== EXTRACTED ENTRIES ==
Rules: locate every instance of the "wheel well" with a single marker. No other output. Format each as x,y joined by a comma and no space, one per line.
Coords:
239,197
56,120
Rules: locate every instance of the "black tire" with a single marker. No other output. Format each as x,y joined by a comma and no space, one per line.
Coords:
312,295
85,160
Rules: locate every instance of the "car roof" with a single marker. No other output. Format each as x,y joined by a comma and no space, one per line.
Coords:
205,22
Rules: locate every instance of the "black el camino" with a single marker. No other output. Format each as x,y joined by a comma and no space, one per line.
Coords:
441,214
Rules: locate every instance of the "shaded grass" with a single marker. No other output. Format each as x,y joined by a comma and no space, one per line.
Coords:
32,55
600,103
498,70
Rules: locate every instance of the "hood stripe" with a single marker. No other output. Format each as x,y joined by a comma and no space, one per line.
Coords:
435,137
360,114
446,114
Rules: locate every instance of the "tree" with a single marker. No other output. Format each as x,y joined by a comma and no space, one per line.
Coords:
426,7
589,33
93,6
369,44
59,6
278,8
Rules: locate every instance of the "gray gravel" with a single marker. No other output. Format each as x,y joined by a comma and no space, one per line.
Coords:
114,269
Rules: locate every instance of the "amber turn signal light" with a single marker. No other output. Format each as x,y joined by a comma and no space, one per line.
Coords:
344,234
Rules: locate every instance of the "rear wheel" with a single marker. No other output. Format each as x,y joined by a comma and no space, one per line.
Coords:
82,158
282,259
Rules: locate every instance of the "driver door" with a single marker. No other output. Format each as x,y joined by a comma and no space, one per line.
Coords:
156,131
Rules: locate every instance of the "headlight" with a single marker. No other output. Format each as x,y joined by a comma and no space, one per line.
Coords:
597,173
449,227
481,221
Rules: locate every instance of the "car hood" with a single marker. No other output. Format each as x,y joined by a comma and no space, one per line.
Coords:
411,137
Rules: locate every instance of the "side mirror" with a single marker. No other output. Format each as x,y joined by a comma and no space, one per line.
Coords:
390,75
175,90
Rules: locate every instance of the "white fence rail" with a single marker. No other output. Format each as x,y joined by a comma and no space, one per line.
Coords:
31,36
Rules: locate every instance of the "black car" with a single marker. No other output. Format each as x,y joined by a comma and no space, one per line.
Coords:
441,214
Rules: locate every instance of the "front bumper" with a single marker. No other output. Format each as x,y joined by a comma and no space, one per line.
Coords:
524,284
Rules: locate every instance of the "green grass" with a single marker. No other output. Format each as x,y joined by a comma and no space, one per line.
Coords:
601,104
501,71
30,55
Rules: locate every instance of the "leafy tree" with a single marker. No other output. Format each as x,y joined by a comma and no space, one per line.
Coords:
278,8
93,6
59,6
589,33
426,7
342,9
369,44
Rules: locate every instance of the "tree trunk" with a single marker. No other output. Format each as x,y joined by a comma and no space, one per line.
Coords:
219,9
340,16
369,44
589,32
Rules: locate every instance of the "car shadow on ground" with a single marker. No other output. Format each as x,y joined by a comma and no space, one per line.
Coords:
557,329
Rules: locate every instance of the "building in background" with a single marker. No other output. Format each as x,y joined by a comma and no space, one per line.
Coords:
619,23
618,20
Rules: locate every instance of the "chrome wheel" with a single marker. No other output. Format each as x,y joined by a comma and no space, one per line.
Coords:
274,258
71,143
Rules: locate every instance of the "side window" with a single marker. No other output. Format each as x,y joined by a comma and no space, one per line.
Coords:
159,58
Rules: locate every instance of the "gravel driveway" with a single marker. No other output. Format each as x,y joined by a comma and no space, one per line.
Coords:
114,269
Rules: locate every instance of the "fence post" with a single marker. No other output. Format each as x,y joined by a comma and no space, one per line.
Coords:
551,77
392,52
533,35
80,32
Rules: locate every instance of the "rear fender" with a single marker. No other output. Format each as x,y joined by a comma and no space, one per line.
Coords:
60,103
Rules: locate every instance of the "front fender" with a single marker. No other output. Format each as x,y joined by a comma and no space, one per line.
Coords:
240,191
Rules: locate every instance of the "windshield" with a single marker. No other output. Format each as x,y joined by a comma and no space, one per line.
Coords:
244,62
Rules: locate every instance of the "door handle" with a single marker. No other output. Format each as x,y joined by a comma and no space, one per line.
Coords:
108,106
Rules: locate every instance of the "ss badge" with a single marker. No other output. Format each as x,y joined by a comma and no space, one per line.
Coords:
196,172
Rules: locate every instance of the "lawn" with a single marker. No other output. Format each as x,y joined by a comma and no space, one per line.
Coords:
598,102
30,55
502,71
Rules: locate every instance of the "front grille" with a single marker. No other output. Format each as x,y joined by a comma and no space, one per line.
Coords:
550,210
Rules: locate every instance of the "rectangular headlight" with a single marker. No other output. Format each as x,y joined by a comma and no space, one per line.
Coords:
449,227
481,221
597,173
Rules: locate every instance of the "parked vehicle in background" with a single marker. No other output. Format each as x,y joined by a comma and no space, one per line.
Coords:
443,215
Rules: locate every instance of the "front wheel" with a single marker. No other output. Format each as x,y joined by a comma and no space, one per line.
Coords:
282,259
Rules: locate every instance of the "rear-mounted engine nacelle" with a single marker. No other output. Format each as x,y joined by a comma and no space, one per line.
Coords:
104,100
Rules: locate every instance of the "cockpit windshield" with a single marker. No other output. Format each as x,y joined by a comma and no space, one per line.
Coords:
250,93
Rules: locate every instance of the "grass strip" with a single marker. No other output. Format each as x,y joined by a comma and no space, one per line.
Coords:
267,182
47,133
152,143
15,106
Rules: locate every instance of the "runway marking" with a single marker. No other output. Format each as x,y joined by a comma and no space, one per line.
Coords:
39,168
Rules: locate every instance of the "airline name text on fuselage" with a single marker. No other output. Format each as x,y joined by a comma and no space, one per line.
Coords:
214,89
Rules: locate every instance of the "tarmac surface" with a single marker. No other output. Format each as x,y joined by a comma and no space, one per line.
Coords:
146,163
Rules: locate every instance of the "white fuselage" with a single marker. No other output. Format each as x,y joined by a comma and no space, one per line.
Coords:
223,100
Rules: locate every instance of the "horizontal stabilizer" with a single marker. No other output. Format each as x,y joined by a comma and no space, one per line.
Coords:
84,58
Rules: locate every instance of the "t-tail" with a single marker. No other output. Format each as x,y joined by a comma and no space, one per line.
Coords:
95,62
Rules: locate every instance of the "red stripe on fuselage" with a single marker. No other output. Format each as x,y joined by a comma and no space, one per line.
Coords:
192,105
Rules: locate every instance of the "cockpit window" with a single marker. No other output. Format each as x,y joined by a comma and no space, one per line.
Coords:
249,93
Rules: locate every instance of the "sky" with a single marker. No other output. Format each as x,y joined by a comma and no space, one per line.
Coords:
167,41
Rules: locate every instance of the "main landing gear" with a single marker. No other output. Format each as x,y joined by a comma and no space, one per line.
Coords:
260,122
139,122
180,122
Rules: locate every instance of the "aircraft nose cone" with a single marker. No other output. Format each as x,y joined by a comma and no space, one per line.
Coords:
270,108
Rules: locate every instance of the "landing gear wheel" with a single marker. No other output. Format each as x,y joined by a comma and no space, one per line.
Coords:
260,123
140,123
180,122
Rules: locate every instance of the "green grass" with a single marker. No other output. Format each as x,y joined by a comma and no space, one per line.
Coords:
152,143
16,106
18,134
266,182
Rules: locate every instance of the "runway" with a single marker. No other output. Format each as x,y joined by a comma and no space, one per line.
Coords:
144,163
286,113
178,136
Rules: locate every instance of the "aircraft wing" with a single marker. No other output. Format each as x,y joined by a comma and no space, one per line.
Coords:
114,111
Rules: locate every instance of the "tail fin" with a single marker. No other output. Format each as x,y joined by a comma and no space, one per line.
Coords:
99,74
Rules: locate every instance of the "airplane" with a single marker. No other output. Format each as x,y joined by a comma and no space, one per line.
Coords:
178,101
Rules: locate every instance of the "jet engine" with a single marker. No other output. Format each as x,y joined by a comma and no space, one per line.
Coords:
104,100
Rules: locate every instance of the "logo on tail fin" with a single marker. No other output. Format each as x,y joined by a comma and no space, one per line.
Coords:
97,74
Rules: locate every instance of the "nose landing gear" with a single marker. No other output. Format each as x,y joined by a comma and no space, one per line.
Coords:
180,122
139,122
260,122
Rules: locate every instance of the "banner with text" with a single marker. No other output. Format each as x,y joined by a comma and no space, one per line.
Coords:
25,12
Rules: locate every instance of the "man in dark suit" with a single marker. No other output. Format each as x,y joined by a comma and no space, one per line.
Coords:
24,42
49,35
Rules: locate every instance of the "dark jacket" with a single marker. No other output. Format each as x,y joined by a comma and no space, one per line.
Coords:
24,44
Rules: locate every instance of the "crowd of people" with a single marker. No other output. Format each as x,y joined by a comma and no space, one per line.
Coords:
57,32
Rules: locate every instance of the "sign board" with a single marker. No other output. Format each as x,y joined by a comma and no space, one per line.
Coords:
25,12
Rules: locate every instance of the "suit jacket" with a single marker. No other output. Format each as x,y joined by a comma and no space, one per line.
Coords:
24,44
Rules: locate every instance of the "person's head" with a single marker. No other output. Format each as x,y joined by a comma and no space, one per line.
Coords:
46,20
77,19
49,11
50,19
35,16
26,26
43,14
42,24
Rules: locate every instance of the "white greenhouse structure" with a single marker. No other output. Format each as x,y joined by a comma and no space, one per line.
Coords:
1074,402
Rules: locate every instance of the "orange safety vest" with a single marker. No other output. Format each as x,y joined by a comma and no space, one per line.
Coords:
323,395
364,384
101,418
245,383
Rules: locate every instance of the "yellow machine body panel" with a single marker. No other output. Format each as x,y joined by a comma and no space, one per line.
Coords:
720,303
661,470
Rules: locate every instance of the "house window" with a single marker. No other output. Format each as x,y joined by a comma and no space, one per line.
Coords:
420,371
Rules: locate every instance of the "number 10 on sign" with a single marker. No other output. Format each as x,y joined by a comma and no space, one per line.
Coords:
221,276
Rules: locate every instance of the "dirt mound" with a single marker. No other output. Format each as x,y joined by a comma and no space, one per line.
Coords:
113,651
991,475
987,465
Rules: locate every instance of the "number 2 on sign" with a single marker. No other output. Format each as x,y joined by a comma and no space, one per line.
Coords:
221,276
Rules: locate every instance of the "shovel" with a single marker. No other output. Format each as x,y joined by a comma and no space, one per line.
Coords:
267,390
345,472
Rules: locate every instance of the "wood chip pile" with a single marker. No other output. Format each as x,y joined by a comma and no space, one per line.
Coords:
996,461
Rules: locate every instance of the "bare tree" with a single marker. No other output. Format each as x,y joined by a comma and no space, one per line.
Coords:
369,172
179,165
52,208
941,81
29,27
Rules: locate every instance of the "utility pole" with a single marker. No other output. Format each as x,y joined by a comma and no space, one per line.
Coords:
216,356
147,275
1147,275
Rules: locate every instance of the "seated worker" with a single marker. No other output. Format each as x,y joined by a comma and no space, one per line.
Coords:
===
PROBLEM DESCRIPTION: Find each line in the collected data above that contains the word "person", and copy those lines.

RESPONSE TO THIS EXERCISE:
Rules: locate every instance of the "person's head" with a single marker. No other output. Format each as x,y joined by a comma and no space, one per line.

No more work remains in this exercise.